[Raw records]
╔══

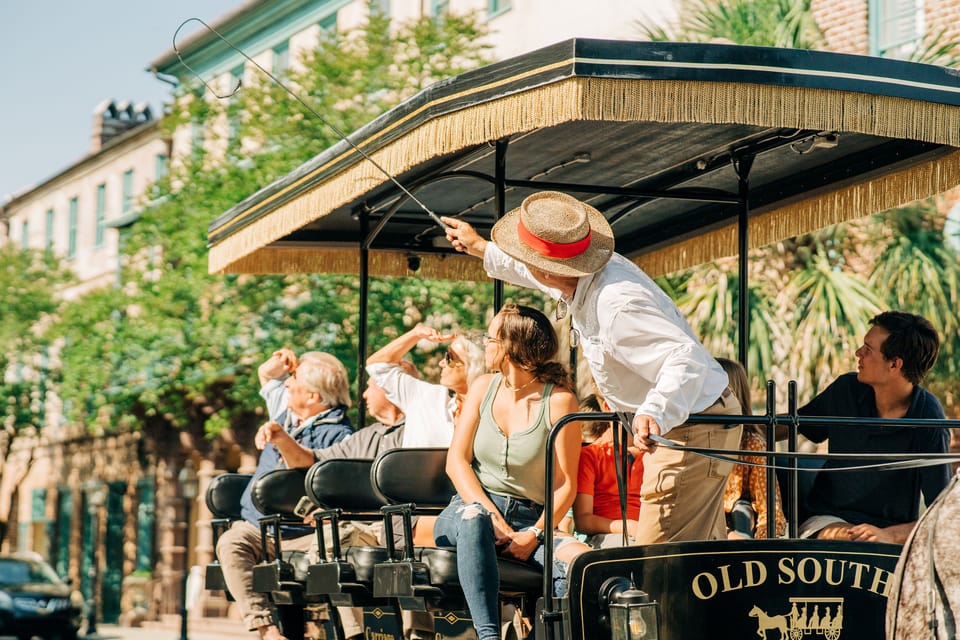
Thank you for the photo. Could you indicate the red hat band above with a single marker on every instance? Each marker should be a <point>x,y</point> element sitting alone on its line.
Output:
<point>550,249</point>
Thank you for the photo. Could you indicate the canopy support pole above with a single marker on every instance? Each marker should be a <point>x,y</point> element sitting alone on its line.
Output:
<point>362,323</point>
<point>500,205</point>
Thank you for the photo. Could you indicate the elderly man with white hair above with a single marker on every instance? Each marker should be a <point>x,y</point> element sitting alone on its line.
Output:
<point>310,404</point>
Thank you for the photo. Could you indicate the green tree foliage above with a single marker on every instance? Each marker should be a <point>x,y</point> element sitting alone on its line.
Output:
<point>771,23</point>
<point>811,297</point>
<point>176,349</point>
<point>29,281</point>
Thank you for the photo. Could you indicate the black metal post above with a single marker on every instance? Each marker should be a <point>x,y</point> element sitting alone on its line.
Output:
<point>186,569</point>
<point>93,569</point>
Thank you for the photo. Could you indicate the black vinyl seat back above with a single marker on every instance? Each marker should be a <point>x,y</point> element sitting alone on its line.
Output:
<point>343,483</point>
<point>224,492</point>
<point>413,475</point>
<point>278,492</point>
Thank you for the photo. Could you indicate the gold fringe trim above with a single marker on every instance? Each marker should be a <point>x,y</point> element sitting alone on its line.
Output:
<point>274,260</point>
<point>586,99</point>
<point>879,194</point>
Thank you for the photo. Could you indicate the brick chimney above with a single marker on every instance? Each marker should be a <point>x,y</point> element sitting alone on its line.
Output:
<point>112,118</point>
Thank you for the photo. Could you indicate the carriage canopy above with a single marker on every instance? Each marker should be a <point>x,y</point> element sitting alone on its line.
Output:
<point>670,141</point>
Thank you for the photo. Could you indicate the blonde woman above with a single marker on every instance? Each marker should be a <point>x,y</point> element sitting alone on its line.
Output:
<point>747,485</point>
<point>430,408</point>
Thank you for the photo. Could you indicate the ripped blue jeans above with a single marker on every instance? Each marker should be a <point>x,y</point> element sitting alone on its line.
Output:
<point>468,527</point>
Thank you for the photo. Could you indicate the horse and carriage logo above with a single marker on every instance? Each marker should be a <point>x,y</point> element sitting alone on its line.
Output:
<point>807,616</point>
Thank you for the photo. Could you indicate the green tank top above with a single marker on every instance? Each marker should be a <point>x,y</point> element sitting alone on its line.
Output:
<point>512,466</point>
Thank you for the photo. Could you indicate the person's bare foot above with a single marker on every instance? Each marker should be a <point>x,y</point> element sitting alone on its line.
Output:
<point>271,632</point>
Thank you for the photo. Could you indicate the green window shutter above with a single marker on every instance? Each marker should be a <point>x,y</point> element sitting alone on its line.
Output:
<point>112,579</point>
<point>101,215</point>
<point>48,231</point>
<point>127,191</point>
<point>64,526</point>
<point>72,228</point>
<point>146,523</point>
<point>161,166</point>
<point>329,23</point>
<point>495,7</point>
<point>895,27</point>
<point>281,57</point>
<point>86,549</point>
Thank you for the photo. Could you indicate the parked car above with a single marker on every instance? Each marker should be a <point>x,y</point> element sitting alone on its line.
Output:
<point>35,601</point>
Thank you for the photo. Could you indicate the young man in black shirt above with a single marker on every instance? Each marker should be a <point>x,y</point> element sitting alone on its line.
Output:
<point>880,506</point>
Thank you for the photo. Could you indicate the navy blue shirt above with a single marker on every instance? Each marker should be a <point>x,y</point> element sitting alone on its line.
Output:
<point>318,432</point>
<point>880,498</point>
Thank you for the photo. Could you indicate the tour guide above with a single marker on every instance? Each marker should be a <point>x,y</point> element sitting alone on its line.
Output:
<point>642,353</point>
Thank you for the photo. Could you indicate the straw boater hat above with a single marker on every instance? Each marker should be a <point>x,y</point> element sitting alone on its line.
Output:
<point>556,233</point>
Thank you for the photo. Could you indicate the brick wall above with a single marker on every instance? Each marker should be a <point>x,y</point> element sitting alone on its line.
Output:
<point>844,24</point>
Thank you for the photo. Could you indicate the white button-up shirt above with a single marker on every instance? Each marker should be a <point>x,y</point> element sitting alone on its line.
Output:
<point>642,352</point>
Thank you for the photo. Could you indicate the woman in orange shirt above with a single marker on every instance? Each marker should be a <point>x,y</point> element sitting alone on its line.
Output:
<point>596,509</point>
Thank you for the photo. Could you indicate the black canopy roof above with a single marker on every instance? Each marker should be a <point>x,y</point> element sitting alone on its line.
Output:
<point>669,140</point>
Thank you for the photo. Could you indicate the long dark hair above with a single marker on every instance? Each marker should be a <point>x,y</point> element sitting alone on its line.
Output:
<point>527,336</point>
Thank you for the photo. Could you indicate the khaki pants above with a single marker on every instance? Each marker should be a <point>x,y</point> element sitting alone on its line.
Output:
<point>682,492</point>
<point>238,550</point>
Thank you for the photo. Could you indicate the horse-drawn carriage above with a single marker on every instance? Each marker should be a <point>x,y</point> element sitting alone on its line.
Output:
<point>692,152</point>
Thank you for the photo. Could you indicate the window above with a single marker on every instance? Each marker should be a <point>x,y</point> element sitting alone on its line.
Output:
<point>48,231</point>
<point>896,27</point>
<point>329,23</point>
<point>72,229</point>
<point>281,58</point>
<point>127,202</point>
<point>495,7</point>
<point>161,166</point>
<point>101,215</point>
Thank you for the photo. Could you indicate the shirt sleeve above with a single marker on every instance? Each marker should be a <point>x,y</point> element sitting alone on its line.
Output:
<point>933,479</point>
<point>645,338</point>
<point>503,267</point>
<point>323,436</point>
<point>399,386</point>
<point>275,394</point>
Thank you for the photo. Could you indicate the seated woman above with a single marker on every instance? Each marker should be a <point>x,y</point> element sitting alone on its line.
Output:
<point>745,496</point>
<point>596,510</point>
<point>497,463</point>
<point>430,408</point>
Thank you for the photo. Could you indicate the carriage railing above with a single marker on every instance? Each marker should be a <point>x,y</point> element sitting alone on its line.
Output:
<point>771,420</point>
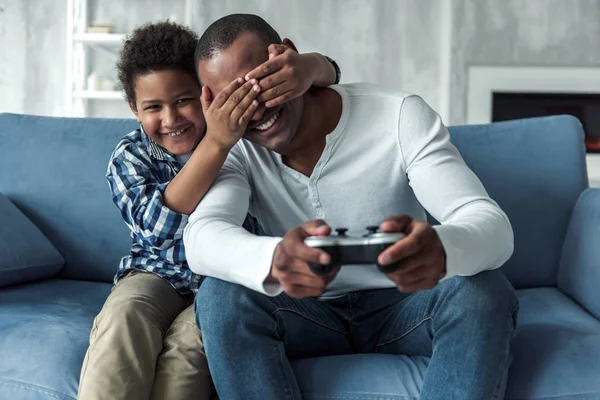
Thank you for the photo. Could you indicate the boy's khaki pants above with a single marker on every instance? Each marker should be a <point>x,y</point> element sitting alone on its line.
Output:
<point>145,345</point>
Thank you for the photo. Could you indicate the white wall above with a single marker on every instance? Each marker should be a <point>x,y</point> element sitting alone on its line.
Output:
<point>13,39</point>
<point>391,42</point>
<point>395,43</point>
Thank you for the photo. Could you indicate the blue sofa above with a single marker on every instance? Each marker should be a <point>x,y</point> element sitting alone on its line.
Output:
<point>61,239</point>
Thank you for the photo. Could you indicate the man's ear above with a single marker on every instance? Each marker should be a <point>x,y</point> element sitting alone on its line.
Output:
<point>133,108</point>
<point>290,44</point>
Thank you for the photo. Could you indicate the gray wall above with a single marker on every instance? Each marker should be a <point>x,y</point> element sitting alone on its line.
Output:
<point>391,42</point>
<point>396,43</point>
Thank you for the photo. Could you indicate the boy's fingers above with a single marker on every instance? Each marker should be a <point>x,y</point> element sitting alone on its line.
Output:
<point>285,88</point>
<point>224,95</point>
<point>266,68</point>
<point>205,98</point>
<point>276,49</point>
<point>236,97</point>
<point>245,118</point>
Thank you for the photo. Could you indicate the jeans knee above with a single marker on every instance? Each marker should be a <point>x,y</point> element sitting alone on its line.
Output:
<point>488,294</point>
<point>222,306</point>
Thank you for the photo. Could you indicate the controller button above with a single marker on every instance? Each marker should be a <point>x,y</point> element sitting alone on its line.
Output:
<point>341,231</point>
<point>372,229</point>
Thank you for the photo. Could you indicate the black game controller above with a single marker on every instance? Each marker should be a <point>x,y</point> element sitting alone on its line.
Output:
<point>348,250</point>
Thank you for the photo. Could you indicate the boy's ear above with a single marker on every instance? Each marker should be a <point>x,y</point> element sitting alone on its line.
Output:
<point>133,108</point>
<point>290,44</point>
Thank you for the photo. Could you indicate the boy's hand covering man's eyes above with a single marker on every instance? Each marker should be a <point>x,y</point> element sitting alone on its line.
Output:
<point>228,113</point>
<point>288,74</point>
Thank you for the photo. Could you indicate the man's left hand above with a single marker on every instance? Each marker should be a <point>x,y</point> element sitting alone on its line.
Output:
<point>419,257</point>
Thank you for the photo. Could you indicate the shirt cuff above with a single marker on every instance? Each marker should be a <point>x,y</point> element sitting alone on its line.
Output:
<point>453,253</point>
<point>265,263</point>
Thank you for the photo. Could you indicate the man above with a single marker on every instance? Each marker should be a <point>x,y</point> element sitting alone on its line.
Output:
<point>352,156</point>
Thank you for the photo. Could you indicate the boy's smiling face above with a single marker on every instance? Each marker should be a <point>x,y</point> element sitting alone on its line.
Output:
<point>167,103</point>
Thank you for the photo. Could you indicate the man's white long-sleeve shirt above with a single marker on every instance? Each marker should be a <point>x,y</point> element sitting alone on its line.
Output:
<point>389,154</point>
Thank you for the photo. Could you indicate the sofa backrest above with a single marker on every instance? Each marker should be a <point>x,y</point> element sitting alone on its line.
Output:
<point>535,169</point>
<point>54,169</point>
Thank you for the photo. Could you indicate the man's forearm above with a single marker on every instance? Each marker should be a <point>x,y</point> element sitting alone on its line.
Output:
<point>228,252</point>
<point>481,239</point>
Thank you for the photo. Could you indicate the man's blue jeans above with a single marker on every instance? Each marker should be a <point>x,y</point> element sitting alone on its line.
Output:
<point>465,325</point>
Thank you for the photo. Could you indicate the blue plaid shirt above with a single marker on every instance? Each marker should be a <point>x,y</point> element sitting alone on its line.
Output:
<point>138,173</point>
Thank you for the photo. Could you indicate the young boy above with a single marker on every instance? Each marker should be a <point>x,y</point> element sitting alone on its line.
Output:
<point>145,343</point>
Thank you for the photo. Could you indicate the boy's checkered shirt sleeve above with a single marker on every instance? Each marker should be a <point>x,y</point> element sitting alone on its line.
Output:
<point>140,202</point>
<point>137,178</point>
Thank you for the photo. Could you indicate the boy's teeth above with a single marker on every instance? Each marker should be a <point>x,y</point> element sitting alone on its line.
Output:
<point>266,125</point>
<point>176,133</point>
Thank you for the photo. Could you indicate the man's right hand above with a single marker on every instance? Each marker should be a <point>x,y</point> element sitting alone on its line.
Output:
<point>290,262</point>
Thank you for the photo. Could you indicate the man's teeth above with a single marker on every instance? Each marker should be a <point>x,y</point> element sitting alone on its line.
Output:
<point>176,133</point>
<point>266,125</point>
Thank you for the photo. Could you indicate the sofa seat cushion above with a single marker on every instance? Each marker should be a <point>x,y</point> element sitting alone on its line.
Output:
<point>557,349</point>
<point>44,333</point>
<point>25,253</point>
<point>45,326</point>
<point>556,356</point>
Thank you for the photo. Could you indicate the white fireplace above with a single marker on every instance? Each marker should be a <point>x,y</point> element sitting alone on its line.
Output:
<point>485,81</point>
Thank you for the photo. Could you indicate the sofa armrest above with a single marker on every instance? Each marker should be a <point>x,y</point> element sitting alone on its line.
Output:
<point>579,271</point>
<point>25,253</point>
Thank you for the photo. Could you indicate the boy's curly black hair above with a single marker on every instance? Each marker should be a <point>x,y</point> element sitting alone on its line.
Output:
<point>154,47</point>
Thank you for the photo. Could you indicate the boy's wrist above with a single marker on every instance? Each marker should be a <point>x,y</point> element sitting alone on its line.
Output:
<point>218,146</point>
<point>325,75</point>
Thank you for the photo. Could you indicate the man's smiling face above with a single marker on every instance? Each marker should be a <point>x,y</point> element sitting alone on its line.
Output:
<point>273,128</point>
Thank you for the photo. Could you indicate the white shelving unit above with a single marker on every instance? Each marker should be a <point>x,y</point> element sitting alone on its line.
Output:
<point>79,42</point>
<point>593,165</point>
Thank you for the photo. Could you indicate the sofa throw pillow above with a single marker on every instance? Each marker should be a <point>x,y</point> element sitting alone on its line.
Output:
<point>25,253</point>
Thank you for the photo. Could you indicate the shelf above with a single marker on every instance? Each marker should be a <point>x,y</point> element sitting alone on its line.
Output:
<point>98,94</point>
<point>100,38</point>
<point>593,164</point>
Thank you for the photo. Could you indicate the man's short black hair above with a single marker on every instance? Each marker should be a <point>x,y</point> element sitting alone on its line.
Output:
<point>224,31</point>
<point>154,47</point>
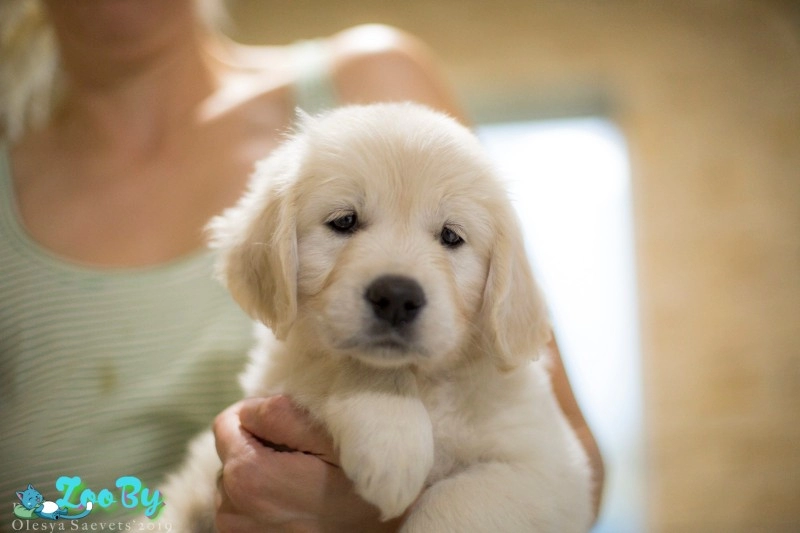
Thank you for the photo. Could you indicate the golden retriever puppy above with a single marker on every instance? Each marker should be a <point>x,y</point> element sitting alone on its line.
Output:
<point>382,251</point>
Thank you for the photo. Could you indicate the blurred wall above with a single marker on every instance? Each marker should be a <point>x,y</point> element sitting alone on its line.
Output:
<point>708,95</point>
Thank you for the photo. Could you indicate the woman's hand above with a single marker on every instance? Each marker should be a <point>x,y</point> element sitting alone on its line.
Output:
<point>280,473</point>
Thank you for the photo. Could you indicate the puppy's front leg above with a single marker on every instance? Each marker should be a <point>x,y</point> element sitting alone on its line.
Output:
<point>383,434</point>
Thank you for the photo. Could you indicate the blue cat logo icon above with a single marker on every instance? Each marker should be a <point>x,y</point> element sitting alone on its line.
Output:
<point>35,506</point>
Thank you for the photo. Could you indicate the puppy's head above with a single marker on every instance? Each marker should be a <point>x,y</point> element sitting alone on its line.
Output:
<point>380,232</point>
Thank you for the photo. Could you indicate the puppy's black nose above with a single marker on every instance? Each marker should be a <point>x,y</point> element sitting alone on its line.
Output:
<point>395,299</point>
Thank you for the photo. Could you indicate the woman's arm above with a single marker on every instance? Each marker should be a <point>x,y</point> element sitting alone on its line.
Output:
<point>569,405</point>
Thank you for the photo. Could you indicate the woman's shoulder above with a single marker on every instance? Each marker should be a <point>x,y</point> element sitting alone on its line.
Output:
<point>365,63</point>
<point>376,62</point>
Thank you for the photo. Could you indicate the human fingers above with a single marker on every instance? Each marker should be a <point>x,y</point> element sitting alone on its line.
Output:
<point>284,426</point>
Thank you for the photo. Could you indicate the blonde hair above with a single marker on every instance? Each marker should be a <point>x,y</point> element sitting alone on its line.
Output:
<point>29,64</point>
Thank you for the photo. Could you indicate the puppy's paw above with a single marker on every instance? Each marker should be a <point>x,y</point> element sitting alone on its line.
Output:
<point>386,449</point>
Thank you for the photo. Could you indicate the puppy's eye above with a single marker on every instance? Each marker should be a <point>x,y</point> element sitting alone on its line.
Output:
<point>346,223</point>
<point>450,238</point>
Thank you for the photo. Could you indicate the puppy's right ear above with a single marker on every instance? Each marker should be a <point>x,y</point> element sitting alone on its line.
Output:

╚══

GOAL OF THE EXERCISE => Write out the material from its start through the line containing "<point>310,404</point>", including that line, and leave the pictures out of your answer.

FINISHED ANSWER =>
Thank you for the photo. Could you indicate the red hat band above with a single marker on every instance? Each marker should be a <point>x,y</point> element sitting alone on its line.
Output:
<point>550,249</point>
Thank you for the photo. Could you indicate the canopy support pole above with a single marker on every instance? Each marker should be a <point>x,y</point> element sitting alone on its line.
Output:
<point>362,323</point>
<point>500,205</point>
Thank you for the photo. Could you indicate the elderly man with white hair above with a single marker on every instance? Each marker should be a <point>x,y</point> element sitting alone on its line.
Output:
<point>310,404</point>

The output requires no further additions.